Stored data:
========================================================================

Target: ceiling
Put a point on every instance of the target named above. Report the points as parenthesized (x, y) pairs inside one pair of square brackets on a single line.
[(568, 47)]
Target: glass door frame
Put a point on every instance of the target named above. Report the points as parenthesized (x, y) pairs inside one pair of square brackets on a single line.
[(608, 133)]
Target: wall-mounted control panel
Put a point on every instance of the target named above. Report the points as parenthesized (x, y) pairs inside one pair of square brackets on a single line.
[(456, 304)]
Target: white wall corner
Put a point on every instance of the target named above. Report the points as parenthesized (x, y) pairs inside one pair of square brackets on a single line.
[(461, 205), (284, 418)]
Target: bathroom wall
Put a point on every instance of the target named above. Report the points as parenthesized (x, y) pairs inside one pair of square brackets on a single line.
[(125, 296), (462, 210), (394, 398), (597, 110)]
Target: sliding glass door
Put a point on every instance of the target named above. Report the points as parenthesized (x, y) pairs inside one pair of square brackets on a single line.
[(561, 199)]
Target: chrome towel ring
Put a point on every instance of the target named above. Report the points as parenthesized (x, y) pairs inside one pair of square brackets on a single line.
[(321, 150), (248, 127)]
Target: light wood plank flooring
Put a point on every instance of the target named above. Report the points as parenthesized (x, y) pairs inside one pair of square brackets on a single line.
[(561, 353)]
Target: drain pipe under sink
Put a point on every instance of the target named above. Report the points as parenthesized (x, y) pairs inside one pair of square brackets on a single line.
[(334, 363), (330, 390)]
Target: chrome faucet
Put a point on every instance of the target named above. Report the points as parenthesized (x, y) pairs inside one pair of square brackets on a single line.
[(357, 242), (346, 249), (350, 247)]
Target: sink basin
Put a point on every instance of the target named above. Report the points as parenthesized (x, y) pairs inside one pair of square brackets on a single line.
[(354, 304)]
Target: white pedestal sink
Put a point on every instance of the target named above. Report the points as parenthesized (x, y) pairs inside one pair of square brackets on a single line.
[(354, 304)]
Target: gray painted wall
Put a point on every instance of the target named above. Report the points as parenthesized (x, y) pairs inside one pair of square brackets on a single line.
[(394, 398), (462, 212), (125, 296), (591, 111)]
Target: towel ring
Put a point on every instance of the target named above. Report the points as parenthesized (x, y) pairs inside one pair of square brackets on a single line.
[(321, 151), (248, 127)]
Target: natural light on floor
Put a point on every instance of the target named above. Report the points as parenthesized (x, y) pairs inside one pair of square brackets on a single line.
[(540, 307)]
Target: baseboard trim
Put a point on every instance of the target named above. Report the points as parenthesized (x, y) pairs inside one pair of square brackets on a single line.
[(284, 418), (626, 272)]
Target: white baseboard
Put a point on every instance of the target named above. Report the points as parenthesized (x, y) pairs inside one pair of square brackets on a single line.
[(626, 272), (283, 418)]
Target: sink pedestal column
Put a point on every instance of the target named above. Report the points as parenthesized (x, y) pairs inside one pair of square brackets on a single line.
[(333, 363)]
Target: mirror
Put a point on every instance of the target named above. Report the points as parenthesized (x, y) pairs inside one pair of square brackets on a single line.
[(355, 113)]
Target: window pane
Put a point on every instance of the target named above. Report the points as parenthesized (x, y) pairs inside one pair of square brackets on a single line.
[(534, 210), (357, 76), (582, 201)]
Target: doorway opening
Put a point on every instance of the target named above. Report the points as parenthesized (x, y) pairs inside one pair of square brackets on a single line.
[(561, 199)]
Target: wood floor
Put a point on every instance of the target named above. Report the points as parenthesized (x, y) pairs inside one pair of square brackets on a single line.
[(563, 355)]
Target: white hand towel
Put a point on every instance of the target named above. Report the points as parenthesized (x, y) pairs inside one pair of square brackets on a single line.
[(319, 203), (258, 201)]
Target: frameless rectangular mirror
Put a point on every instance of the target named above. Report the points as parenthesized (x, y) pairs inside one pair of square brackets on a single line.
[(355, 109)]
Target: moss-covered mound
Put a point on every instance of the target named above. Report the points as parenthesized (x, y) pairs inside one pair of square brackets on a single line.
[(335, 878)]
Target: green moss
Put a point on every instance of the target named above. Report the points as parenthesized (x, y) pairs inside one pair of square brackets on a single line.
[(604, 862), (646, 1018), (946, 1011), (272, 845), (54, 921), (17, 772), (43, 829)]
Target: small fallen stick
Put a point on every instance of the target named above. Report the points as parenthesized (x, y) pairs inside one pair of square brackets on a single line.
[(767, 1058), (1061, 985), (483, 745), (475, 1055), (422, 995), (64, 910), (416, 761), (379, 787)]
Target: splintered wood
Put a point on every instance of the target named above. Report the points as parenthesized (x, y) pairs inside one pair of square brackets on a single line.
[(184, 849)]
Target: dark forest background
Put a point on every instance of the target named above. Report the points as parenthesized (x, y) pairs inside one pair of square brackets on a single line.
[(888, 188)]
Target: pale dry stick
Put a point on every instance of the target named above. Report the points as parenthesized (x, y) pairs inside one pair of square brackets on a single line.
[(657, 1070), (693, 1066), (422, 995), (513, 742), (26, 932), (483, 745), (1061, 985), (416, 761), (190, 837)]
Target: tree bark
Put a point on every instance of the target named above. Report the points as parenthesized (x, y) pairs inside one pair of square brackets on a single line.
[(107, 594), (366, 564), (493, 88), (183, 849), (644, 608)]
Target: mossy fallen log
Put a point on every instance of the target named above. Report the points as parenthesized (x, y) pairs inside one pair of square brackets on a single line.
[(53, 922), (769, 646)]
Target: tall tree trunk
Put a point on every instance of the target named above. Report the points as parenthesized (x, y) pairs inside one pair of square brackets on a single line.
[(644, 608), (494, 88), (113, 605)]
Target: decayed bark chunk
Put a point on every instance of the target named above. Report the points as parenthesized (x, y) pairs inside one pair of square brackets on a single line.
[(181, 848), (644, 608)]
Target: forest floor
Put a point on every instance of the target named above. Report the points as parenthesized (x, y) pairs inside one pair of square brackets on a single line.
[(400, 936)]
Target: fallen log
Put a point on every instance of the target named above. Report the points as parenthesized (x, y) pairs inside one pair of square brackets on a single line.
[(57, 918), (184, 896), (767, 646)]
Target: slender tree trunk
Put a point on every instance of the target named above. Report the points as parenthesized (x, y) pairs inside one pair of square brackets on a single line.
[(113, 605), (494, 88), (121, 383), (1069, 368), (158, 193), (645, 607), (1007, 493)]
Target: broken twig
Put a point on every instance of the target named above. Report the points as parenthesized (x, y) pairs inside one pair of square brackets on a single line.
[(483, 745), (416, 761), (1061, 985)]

========================================================================

• [What the task requires] Copy every one of the lines above word for word, in the same order.

• [Answer to the problem]
Target: ceiling
Put a point on every instance of the target named above. Report the points as parenthesized (x, y) pairs inside one pair of square brackets on a single line.
[(568, 47)]
Target: glass door frame
Put a point on every instance of the target named above. Report the points as parenthesized (x, y) pairs inside one pair of square brackets on a single line.
[(608, 133)]
Target: wall-mounted control panel
Put a point on every instance of the target named above. Report the points as parenthesized (x, y) pairs inside one pair of square brackets on a single line.
[(456, 304)]
Target: white wall corner
Put a point on every instance of the target named above. Report the points as parenthesized (x, y) pairs inside one pair of square brackets on a single line.
[(461, 205), (284, 418)]
Target: bathroom wall
Put a point on every instance of the target named above. Report the points as parenthesized (x, y) pairs inside one pair of square brackets on a single line.
[(125, 296), (462, 210), (394, 398), (597, 110)]
Target: sliding glass door
Put a point on every instance of the target named above. Report the points as parenthesized (x, y) pairs inside one pair of square brackets on a single line.
[(561, 199)]
Target: chrome towel ring
Put a point on every instance of the target named above. Report the points as parenthesized (x, y) pairs inside one pair of square brackets on a single line.
[(321, 150), (248, 127)]
Target: light wood plank flooring
Put a point on every instance of the target named above. Report the points as parenthesized (x, y) pairs inside one pair of square brackets on a single line.
[(561, 353)]
Target: drain pipe under sink
Put a point on every instance of the target named above. Report the points as parenthesized (x, y) pairs inside one pair of square brackets on a single line.
[(334, 363), (330, 390)]
Target: chrome faucet
Put a point on every instance of the target named above. Report the points as parenthesized (x, y) pairs inside one pair of square brackets on a single line.
[(357, 242), (346, 249), (350, 247)]
Target: sink basin
Put a point on every instance of the target named above. Report the points as parenthesized (x, y) pairs inside one pair of square brackets on a single line.
[(354, 304)]
Target: white pedestal sink
Put a point on every instance of the target named above. Report the points as parenthesized (x, y) pairs inside one pair of square brackets on a single line.
[(354, 304)]
Target: gray painted wall
Put a point on every instance of the target named above. Report the points as parenthesized (x, y) pairs inside one pair of square brackets on a single line.
[(394, 398), (462, 212), (125, 296), (591, 111)]
Target: towel ring
Put a point on every instance of the target named above. Report the points as parenthesized (x, y) pairs inside one pair of square brackets on a single line.
[(321, 151), (248, 127)]
Target: natural light on floor
Put a point on every instance of the target named above. Report the points as parenthesized (x, y) pairs inside one pair of square brackets on a single line.
[(540, 307)]
Target: baseboard trim
Put a point on every instance of the target named above. Report the points as parenthesized (x, y) pairs inside one pair of square brackets on a single line.
[(284, 418), (626, 272)]
Target: white baseboard
Put a point on every instance of the target named above. Report the points as parenthesized (x, y) pairs inside one pair of square brackets on a single line.
[(626, 272), (283, 418)]
Target: sink pedestal column
Put a point on every instance of the target named above. Report the points as parenthesized (x, y) pairs inside one pair of square brackets on a single line.
[(333, 363)]
Target: mirror
Put a point on every instance of the target named above. Report the points as parenthesized (x, y) pairs inside one pair of square brackets on a single line.
[(355, 113)]
Target: window pane
Put a point on every instance of the target named above. Report the points as parenthesized (x, y) pairs inside one pair of square brackets on a single line.
[(534, 210), (357, 76), (582, 201)]
Target: doorway opening
Put a point on every instance of the target named above. Report the points as parenthesized (x, y) pairs inside one pair of square brackets on a single line.
[(561, 199)]
Target: wood floor
Put a point on every instance of the target named above. Report the points as parenthesized (x, y) pairs inside one pair of square brackets on a single line.
[(563, 355)]
Target: white hand towel
Put a point on every instance of the target named above. Report the points as parenthesized (x, y) pairs inside one pair of square brackets on a single line.
[(319, 203), (258, 201)]
Target: frameless rectangular mirror
Put a point on every instance of the target named above. Report the points as parenthesized (x, y) pairs inside one pair of square brackets on a single line.
[(355, 109)]
Target: moss-covered mound
Put a point on every instance of the target named above. Report the points as parenthesized (x, y) pairs inside one pair of square brackets on a single line.
[(335, 878)]
Target: green moss
Put a point on every instance of the target named above. Report the points as parenthesized (x, y) pairs inside one pair of square brackets on a single line.
[(604, 862), (646, 1018), (946, 1011), (272, 845), (54, 921), (17, 772), (43, 829)]
Target: small fallen stick
Put a point on every instance of the target named above. Report the points as parenthesized (x, y) pairs inside one pair of square brackets on a single line.
[(767, 1058), (1061, 985), (483, 745), (475, 1055), (422, 995), (64, 910), (416, 761), (379, 787)]
Target: splintered wood
Put a point on every instance of the target named above. Report the points as parenthesized (x, y) pairs inside one pair of square brackets on a single line.
[(184, 849)]
Target: dark forest background
Put a point on every instance of the target named above. Report the points as parenthesized (x, y) pairs inside one pair of square brackets on a single line.
[(888, 188)]
Target: pale dry stick
Put a point on every instance of the target named above. Report the points as parenthesized (x, y) pairs inside one pair of square brackets on a single line.
[(657, 1070), (693, 1066), (422, 995), (513, 742), (26, 932), (483, 745), (1061, 985), (416, 761), (190, 837)]
Target: tree bark
Put a point on every instance of the target named above. Report the points as parenthesized (x, y) pairs inside one pair of square brackets on a single line.
[(107, 594), (366, 564), (493, 88), (183, 849), (644, 608)]
Target: mossy fallen log
Put a point on every instance of the target named above. Report the points as parenthesized (x, y) pairs inside one pair of square brackets on a single line.
[(53, 922), (769, 646)]
Target: tall tree trunk
Put a point on every instance of the target named above. Report the points as parenthesized (x, y) pairs inside one pair of square brackets on a single line.
[(644, 608), (494, 88), (113, 605)]
Target: decayed bark chunk
Put a point on every instance of the target named above. Report the points as parenthesized (x, y) pairs inside one pair of square brackets on a single line.
[(181, 848), (644, 608)]
Target: forest floor
Put a point on every instance of the target named above. Report the points as parenthesized (x, y) pairs inside one pair of square brackets on a single line.
[(400, 936)]
Target: fallen log
Put a point on every instance of the target named above. Report the points as parenthesized (x, y) pairs inside one pair of square brackets on a single line.
[(57, 918), (184, 896), (767, 646)]
Target: slender tree trunk
Put a point on every instance of the target named above. Report the points as parenthesized (x, y) pairs inside one pair of square brackets on a single line.
[(113, 605), (494, 88), (121, 383), (1069, 368), (158, 193), (645, 607), (1007, 493)]
Target: broken twig
Put a point on every instance of the target named above. Report the points as parenthesized (x, y) pairs inside one pair of square brackets on a single line.
[(483, 745), (416, 761), (1061, 985)]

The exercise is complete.